EXERCISE INSTRUCTIONS
Reproduce the records from the line containing "Target class: moss on ground" through the line containing "[134,2,526,62]", renaming "railing" to "handrail" and leaving the rest untouched. Give only those lines.

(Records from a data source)
■ ■ ■ ■

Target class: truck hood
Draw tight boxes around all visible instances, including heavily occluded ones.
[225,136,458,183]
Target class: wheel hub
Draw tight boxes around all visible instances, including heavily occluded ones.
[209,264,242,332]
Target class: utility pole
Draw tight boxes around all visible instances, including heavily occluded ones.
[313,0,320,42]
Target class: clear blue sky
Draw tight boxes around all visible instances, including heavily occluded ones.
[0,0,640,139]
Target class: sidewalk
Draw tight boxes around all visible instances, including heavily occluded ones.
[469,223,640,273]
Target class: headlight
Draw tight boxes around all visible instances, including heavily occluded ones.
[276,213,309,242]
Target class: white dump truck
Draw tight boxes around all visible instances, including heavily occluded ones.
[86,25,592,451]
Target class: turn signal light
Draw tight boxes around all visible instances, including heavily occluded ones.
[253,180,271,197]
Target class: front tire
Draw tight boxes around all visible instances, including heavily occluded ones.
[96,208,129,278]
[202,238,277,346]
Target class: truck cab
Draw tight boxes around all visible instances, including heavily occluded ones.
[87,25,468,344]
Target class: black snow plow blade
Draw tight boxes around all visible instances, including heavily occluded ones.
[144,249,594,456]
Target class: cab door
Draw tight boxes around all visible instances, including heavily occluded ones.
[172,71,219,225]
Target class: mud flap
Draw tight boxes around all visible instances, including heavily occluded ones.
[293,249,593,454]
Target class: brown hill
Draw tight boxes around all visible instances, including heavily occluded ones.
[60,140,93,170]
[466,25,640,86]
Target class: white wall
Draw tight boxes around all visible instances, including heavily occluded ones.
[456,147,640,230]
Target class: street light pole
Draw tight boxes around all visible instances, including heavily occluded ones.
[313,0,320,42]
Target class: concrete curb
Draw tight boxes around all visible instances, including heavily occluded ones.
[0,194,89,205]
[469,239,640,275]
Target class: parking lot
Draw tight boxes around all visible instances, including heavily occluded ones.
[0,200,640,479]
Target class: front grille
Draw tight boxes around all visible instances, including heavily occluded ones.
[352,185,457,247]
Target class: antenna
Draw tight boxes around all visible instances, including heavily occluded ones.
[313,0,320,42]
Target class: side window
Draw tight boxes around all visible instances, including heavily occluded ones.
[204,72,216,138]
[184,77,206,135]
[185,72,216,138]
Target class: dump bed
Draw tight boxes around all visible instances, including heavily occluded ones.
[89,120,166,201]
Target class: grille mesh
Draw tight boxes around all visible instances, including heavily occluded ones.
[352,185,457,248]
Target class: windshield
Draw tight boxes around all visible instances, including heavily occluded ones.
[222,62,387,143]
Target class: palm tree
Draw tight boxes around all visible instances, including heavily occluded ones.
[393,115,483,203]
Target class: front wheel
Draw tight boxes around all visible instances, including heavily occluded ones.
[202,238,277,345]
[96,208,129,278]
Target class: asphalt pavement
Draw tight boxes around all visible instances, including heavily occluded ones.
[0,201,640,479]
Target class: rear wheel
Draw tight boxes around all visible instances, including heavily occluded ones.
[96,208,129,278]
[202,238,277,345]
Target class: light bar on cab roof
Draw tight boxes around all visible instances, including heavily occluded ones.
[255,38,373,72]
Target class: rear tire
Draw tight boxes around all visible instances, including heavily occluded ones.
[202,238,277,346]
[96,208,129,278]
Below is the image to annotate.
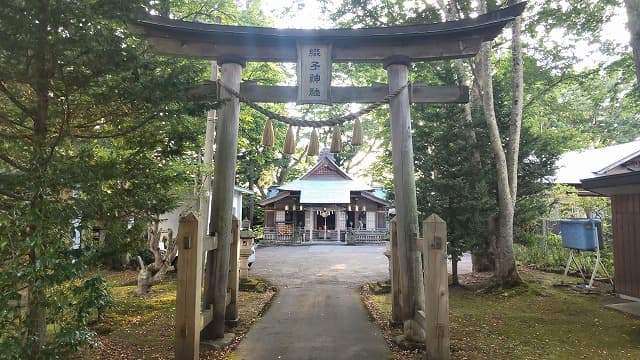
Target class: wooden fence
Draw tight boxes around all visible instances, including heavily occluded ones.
[390,214,450,360]
[175,214,240,359]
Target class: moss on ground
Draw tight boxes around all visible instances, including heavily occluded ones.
[79,271,274,359]
[365,268,640,359]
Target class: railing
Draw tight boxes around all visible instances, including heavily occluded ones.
[347,229,389,244]
[262,228,304,245]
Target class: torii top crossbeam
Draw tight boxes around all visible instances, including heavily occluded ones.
[134,2,526,62]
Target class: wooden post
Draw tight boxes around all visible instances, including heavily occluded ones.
[423,214,449,360]
[225,216,240,326]
[176,213,202,360]
[384,56,424,342]
[389,218,402,325]
[200,61,218,338]
[201,59,242,339]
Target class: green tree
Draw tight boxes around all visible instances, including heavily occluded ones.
[0,0,203,358]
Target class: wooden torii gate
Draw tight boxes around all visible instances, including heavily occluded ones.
[133,3,525,359]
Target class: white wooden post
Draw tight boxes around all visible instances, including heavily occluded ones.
[389,218,402,325]
[225,216,240,326]
[423,214,449,360]
[384,56,424,342]
[176,213,202,360]
[202,59,242,339]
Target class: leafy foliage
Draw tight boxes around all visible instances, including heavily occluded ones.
[0,0,204,358]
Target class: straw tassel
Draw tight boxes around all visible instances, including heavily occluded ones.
[284,125,296,154]
[330,125,342,154]
[262,119,275,146]
[351,118,362,146]
[307,128,320,156]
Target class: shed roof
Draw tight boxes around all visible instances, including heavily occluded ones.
[551,140,640,185]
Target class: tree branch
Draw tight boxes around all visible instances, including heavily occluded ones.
[0,81,35,118]
[0,153,29,172]
[72,114,157,139]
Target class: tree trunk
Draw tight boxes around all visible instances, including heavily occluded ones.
[134,228,178,295]
[478,0,522,287]
[248,179,256,226]
[26,1,54,352]
[624,0,640,94]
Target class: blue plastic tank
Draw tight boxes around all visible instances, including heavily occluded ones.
[560,219,603,251]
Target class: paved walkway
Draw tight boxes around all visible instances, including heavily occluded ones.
[234,245,391,360]
[234,245,471,360]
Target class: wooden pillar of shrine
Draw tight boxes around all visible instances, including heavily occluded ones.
[384,56,424,342]
[201,58,244,339]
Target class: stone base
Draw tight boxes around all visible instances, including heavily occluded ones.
[224,318,240,327]
[393,335,424,350]
[200,333,236,350]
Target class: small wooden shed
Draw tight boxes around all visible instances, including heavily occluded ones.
[582,171,640,301]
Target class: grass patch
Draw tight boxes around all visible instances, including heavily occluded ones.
[363,268,640,359]
[80,271,274,359]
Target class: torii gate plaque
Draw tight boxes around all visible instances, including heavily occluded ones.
[133,3,525,358]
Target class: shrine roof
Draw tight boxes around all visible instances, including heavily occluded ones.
[132,2,526,62]
[260,149,389,206]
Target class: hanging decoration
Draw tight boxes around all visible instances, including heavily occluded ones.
[307,128,320,156]
[351,118,362,146]
[330,125,342,154]
[262,119,275,146]
[283,125,296,154]
[218,80,410,156]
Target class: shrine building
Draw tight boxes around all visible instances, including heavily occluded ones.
[259,149,390,244]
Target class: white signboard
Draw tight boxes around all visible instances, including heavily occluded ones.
[298,44,331,105]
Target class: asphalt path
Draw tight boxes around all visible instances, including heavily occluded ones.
[234,245,470,360]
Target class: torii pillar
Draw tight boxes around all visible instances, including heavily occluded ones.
[384,56,424,342]
[201,57,244,339]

■ ■ ■ ■

FULL OUTPUT
Target class: moss on ground
Draw tight boxes around all visible instances, including heavily occluded ones.
[79,271,274,359]
[365,268,640,359]
Target class: handrail
Draw tight boxes around all visible instances, including heavily occluded ones.
[347,229,389,244]
[262,228,304,245]
Target class: torii top crossbeam
Draw tight boxes around all visible instances, including heavily occluded ones.
[134,2,526,62]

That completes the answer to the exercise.